Items from a data source
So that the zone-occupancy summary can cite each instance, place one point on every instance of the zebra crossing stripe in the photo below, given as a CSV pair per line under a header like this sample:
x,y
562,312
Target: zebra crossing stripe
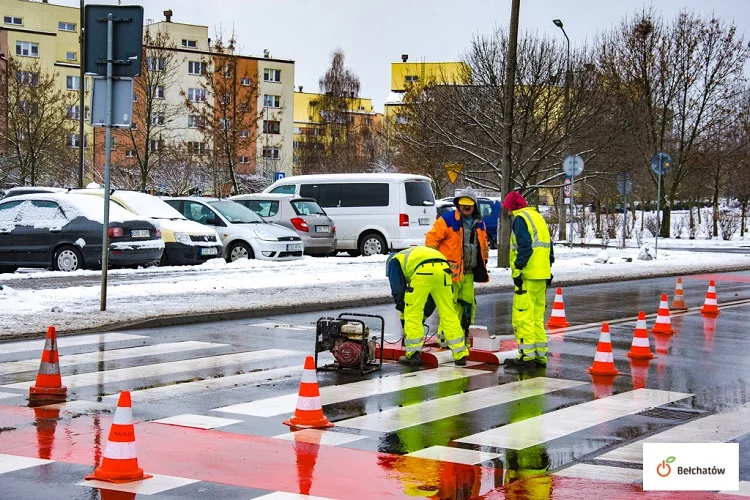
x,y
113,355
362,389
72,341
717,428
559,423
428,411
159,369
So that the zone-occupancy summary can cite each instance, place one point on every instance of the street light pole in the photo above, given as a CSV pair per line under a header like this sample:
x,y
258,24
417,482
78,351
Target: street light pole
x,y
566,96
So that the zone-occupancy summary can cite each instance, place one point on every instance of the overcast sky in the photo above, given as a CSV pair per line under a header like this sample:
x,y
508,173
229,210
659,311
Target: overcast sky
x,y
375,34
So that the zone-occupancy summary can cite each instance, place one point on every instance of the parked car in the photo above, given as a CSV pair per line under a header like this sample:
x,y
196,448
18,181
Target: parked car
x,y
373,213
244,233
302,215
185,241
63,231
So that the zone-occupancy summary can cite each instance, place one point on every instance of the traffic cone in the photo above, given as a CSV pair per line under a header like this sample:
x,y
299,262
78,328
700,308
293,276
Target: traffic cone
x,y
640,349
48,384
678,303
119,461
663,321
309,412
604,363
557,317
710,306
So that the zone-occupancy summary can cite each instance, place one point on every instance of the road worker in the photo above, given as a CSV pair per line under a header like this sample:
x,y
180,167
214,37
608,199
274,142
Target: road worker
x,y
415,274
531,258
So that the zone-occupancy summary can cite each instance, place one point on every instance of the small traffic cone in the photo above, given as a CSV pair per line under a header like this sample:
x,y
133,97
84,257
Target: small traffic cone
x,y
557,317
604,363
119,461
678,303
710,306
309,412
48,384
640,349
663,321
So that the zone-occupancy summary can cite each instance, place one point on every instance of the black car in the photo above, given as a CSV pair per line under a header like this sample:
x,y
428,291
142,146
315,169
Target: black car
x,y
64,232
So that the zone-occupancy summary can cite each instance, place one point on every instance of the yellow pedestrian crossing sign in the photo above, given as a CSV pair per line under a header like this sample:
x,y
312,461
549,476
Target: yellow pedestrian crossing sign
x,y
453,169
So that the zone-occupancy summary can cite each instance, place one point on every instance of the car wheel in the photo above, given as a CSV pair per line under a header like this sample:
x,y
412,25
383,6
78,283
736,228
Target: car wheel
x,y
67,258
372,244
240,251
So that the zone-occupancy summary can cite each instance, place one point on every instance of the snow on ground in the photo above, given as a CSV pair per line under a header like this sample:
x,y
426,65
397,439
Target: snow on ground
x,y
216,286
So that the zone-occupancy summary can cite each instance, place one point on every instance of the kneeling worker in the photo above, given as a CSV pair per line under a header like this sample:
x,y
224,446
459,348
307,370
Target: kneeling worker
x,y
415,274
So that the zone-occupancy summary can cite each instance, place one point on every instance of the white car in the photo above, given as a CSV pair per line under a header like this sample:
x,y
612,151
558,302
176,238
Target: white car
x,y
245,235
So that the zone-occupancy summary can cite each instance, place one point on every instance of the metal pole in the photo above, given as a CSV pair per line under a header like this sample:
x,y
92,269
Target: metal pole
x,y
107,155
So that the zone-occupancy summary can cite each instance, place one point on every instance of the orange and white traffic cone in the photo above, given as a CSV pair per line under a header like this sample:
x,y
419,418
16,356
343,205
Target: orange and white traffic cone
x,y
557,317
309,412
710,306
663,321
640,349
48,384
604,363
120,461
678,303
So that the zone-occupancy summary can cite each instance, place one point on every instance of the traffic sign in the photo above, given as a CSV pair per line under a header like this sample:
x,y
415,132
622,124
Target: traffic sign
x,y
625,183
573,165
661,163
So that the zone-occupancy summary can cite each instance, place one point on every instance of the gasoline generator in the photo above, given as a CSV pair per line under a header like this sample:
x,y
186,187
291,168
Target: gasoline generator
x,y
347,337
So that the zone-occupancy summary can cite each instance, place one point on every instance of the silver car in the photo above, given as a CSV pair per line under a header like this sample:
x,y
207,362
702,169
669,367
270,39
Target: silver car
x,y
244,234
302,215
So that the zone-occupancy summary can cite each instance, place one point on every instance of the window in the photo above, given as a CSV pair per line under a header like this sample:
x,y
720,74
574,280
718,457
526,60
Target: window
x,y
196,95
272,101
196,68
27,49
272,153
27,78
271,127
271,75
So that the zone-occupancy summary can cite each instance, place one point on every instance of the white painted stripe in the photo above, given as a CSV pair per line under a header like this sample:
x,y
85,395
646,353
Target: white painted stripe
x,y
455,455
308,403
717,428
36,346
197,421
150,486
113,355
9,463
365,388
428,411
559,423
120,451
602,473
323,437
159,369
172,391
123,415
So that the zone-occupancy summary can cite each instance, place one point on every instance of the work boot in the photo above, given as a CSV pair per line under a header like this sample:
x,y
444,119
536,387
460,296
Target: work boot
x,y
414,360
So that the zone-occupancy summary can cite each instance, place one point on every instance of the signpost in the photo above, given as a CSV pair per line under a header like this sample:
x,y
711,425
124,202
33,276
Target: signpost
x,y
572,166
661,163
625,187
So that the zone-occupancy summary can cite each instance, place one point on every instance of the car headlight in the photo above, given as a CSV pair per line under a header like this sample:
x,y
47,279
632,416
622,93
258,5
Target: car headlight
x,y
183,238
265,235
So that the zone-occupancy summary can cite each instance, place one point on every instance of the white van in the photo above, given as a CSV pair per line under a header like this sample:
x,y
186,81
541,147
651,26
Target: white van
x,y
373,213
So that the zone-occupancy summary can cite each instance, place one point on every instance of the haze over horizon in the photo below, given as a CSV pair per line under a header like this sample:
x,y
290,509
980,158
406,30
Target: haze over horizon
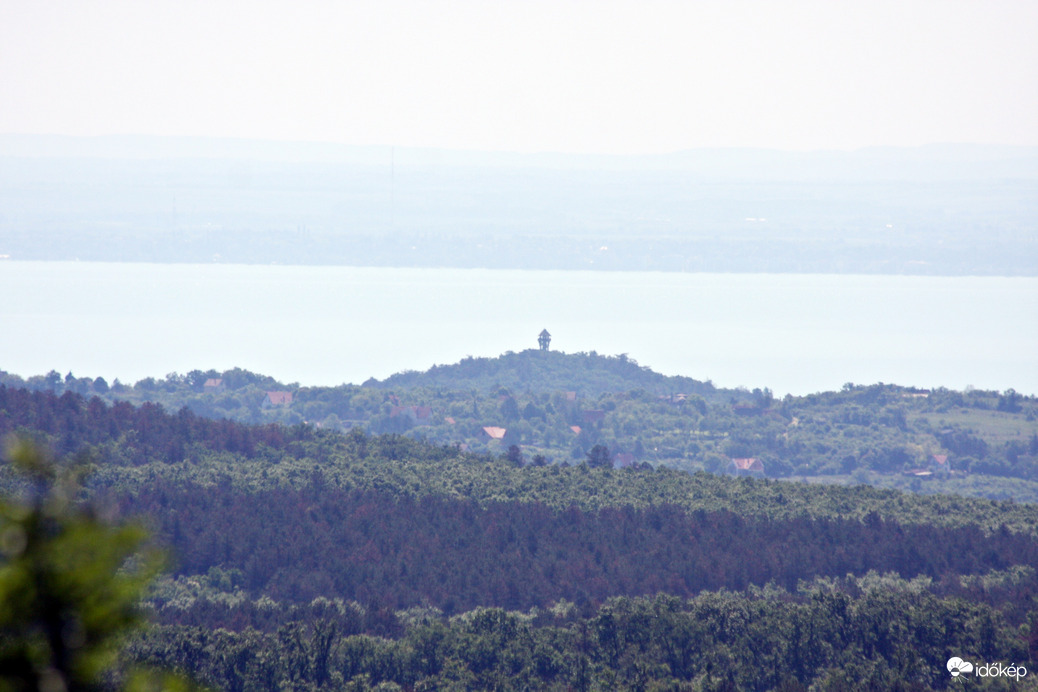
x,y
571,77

**YOUR INSTRUCTIONS:**
Output only the lines from the one that contains "of the work" to the end of the entries above, both end lines included, and drop the pictures.

**RESULT:**
So that the zone-occupancy summary can cite each instance, place one point on every instance of the work boot in the photo above, given as a CSV pair per line under a header like this sample:
x,y
444,119
536,387
460,296
Target: work boot
x,y
414,360
So that the zone-occupancy summary can cite each instance, place one point on every instance of the signpost in the photo above, given as a CSV pair per line under a header like this sample:
x,y
711,425
124,202
33,276
Target: signpost
x,y
572,166
661,163
625,187
So that the zone-occupancy summary can cite each instance, place one point on every instance of the car headlight in the photo above, given as a CSV pair per line under a header like this sample:
x,y
47,279
632,416
622,93
258,5
Target: car headlight
x,y
183,238
265,235
So that the zone-occupancy summary can cite each instance, place one point on every instance of the white van in the photo above, given as a CSV pair per line under a header like this sample:
x,y
186,81
541,147
651,26
Target: white van
x,y
373,213
So that the zone-occupancy summary can cite each instance, place one point on every instance of the haze over horizon in the photo below, given as a CSV pair per line under a header like this sample:
x,y
290,509
980,158
406,30
Target: haze over horizon
x,y
571,77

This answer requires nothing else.